• _Отрывок текста_:
В этом же году был у нас проездом на свой возлюбленный Север Володя Матвеев — сын бабушкиной сестры тети Лены. Я восхищалась им с детства. Для меня он был бесстрашным покорителем пространств и сердец, отчаянным юмористом, музыкантом на всех доступных инструментах, включая стаканы и ложки, художником и поэтом Севера. Но самое главное — он был подводником. Он приезжал в Горький в черной форме с кортиком и разными женами — и все они были королевы. За три ночи два Владимира уговорили страшное количество коньяку, ничуть не пьянея. Оба счастливые, неугомонные, они не могли наговориться. Расстались друзьями. Больше нам не суждено было встретиться.
Через много-много лет меня нашел внук тети Лены Алеша Матвеев и познакомил со своим двоюродным братом Юрой Матвеевым — сыном Владимира Карповича Матвеева. Он живет в Мурманске, и теперь у меня есть фотография северного сияния.

• _Записи_:

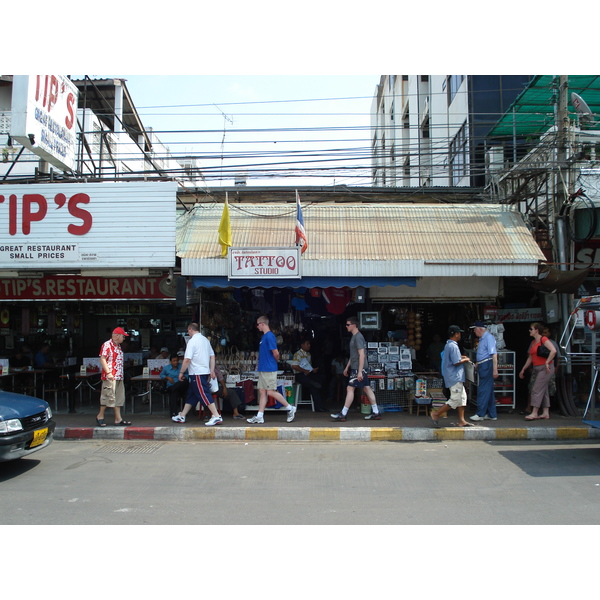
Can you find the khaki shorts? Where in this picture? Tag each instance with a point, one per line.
(113, 393)
(267, 380)
(458, 395)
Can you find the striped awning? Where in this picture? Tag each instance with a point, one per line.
(369, 240)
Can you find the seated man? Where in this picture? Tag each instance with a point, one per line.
(175, 389)
(229, 397)
(307, 376)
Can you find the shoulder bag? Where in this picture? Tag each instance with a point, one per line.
(542, 351)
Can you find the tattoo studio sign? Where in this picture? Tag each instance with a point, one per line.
(264, 263)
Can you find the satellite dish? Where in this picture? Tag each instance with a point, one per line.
(586, 118)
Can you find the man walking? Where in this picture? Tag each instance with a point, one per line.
(268, 355)
(356, 369)
(453, 373)
(199, 362)
(487, 367)
(113, 387)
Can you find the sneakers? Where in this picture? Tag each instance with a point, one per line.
(291, 414)
(374, 417)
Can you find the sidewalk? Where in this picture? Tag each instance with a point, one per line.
(309, 426)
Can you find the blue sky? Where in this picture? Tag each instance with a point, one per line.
(211, 109)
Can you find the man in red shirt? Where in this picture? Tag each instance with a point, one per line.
(113, 387)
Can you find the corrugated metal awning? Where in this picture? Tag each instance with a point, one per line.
(369, 240)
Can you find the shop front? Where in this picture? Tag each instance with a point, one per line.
(77, 260)
(407, 271)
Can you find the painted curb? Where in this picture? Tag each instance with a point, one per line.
(326, 434)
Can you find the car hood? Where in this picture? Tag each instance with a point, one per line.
(15, 406)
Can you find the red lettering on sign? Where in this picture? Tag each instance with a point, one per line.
(53, 97)
(12, 214)
(79, 213)
(28, 215)
(71, 118)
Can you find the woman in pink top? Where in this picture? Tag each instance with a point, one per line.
(543, 368)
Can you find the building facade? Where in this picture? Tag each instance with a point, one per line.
(429, 130)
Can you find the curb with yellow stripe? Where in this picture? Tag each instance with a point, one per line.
(326, 434)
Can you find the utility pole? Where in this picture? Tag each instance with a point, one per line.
(561, 193)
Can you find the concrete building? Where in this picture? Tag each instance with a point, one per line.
(429, 130)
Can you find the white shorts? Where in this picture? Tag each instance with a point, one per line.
(267, 380)
(458, 395)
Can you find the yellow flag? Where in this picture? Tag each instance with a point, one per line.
(225, 229)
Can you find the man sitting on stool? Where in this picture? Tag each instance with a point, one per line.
(176, 389)
(307, 376)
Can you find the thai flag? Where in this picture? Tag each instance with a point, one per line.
(300, 232)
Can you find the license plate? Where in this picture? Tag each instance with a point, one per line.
(39, 437)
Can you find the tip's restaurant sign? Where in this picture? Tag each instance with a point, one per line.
(89, 225)
(62, 287)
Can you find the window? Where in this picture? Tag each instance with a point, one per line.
(458, 158)
(453, 82)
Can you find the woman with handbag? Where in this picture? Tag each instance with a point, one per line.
(541, 355)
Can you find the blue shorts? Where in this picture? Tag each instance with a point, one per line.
(199, 390)
(353, 381)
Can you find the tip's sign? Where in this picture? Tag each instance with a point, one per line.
(44, 109)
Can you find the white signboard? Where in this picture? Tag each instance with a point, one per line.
(93, 225)
(44, 109)
(264, 263)
(519, 315)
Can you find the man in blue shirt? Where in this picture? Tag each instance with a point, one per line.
(268, 355)
(175, 389)
(453, 373)
(487, 368)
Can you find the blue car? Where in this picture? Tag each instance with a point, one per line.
(26, 425)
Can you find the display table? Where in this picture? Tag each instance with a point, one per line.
(149, 379)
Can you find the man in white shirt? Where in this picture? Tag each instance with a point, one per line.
(199, 362)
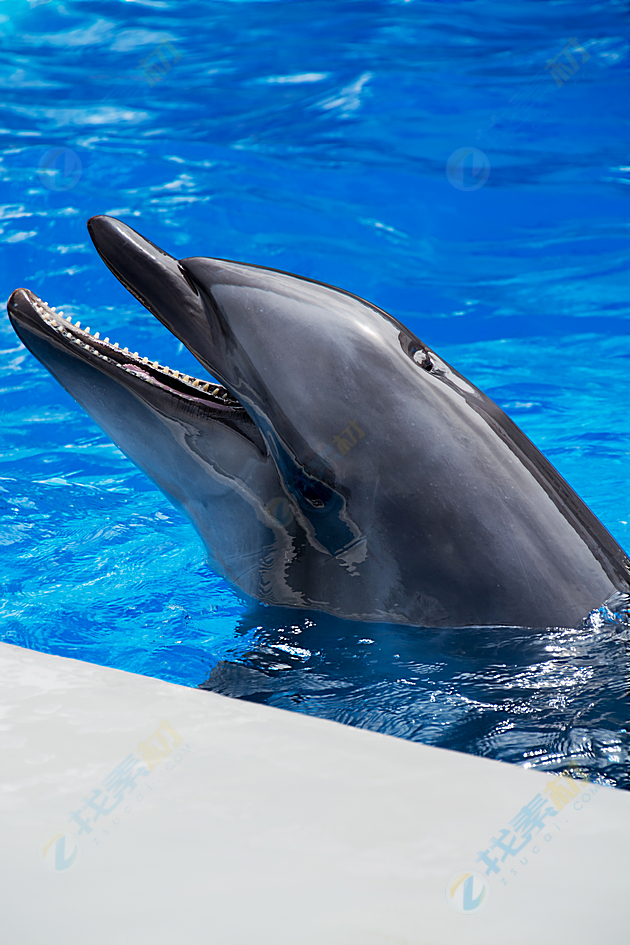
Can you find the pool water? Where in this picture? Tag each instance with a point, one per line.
(334, 140)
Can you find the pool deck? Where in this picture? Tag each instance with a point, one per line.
(138, 811)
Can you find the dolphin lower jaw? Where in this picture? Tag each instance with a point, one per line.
(28, 310)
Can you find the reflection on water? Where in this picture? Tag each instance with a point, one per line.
(553, 701)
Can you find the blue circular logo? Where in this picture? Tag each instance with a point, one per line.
(468, 169)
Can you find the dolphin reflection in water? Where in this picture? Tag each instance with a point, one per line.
(340, 465)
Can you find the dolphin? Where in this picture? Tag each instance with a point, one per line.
(339, 464)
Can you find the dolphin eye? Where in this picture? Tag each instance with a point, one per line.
(421, 357)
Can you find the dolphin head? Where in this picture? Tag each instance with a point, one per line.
(340, 464)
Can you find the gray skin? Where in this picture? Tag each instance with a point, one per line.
(348, 468)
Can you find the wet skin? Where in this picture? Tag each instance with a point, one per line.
(343, 466)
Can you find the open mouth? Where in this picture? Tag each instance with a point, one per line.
(91, 347)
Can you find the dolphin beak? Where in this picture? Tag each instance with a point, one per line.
(156, 279)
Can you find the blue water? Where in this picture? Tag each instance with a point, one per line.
(314, 137)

• _Ваши задания_:
a) Перепишите из отрывка фрагмент от «В этом же году» до «суждено было встретиться.».
b) В каком городе, согласно отрывку, живет Юра Матвеев?
Отвечайте, опираясь только на отрывок.

• _Ответы_:
a)
В этом же году был у нас проездом на свой возлюбленный Север Володя Матвеев — сын бабушкиной сестры тети Лены. Я восхищалась им с детства. Для меня он был бесстрашным покорителем пространств и сердец, отчаянным юмористом, музыкантом на всех доступных инструментах, включая стаканы и ложки, художником и поэтом Севера. Но самое главное — он был подводником. Он приезжал в Горький в черной форме с кортиком и разными женами — и все они были королевы. За три ночи два Владимира уговорили страшное количество коньяку, ничуть не пьянея. Оба счастливые, неугомонные, они не могли наговориться. Расстались друзьями. Больше нам не суждено было встретиться.

b) В Мурманске.